• _Given instruction A_
Return each line of the records that contains the word "point".

• _Extract_
· · ·
Improve your character as much as you can I feel as if when you first turn back to Islam that it's allot easier to do and if you improve your character it's one of the best things allah loves and when you Have iman low and when you are angry ittl really help out with you not screaming curse words at people or backbiting which is good because it'll save you from bad bad sins also if you used to lie because I used to before I was a good Muslim then I would suggest stopping that even lying for a joke or to a little kid just basically analyze yourself and remove all your sins from yourself one by one do 2 rukah for ever single time you commit a sin this helped me allot when I first started off learn more ayas and also learn the translations so when your praying the words feel more powerful basic salah wont do anything to your heart unless your sincere remember just look up to the best Muslims and try to be like them watch lectures from Muslim scholars this helps allot and usually look it up on particular subjects that you need help with mufti menk is one of my personal favorite scholars and my favorite video that inspired me to become a better Muslims from him was a sad reality I knew if your on this website and a Muslim but you seemed expressive about sin and all that that allah sent you here to get some guidance and had some plans to guide you don't let highschool take over your soul all of these people will just try to piss you off if you keep showing reaction react with a smile be nice or if you don't want to treat them like little kids if you need advice on specific subjects you can message me id love to help you out
 
This is all allot to do considering your just starting to try but I'd say these are all goals and ways to improve yourself
 
I often feel the same way when I am behind the wheel, driving... I can become a man obsessed! People call it 'red mist' ....
· · ·
• _Data for the task_
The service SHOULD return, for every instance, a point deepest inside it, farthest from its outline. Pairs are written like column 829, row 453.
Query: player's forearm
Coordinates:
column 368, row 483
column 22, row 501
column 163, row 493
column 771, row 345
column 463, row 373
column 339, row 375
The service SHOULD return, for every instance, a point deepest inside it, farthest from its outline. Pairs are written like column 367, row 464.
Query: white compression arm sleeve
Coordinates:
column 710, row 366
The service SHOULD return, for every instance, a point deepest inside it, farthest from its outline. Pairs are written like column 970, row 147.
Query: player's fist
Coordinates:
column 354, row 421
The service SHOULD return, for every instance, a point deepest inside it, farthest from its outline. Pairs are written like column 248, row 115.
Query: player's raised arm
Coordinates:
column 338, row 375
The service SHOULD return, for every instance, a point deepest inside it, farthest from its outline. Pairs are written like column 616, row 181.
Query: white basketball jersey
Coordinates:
· · ·
• _Given instruction B_
Translate the sentence "I can become a man obsessed!" from the passage on self-improvement into Spanish.

• _Correct response A_
The service SHOULD return, for every instance, a point deepest inside it, farthest from its outline. Pairs are written like column 829, row 453.
The service SHOULD return, for every instance, a point deepest inside it, farthest from its outline. Pairs are written like column 367, row 464.
The service SHOULD return, for every instance, a point deepest inside it, farthest from its outline. Pairs are written like column 970, row 147.
The service SHOULD return, for every instance, a point deepest inside it, farthest from its outline. Pairs are written like column 248, row 115.
The service SHOULD return, for every instance, a point deepest inside it, farthest from its outline. Pairs are written like column 616, row 181.

• _Correct response B_
¡Puedo convertirme en un hombre obsesionado!